**Stated problem 1**
According to the passage on citrus fruit legislation, who appointed the Inspectors under Chapter 11103?
**Stated problem 2**
List every chapter number that the passage on citrus fruit legislation mentions.
**Stated problem 3**
In the passage on citrus fruit legislation, reproduce everything from "Then the Legislature" down to "employ the Inspectors.", switching each occurrence of "Inspectors" to "Examiners".

**Excerpted passage**
+--
Then the Legislature enacted Chapter 11844, Laws 1927, and in 1929 amended it by Chapter 14485. Under Chapter 11103 the Governor appointed the Inspectors upon the recommendation of the Commissioner of Agriculture. In 1927 the Act was amended by Chapter 11875. By the latter Act the Commissioner of Agriculture was empowered to employ the Inspectors.

In 1931 the Legislature enacted Chapter 14662, which is a revision of the entire subject relating to the sale or marketing of citrus fruits, (by that Act extended to tangerines) which are not mature in accordance with the maturity standards provided for in the Act. The Act provided that it should not apply to the sale or transportation of citrus fruit for the purpose of canning said fruit. Full provision is made by that Act for inspection of the fruit for maturity through the agencies of the Commissioner of Agriculture and standards are prescribed by the Act by which it may be determined when citrus fruit may be deemed to be mature. The Act empowers the Commissioner to make and promulgate rules and regulations for carrying out and enforcing the provisions of the Act. Thus complete facilities exist under the authority of that Act for the protection of the citrus fruit industry of the State against the placing upon the market of citrus fruits, oranges, grapefruit and tangerines which are immature according to the standards prescribed by the Act and are in fact unfit for human consumption.
+--
Pointing dataset excerpts
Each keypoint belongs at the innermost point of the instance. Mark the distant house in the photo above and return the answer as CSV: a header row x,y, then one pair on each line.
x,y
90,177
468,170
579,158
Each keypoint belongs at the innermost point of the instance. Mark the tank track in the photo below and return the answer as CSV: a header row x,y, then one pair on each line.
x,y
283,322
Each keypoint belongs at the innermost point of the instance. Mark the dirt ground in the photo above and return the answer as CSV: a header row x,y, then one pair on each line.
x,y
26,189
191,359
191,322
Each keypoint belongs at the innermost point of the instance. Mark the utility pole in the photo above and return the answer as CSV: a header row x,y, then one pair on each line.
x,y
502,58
+--
**Exercise solution 1**
The Governor appointed them, upon the recommendation of the Commissioner of Agriculture.

**Exercise solution 2**
11844, 14485, 11103, 11875, 14662

**Exercise solution 3**
Then the Legislature enacted Chapter 11844, Laws 1927, and in 1929 amended it by Chapter 14485. Under Chapter 11103 the Governor appointed the Examiners upon the recommendation of the Commissioner of Agriculture. In 1927 the Act was amended by Chapter 11875. By the latter Act the Commissioner of Agriculture was empowered to employ the Examiners.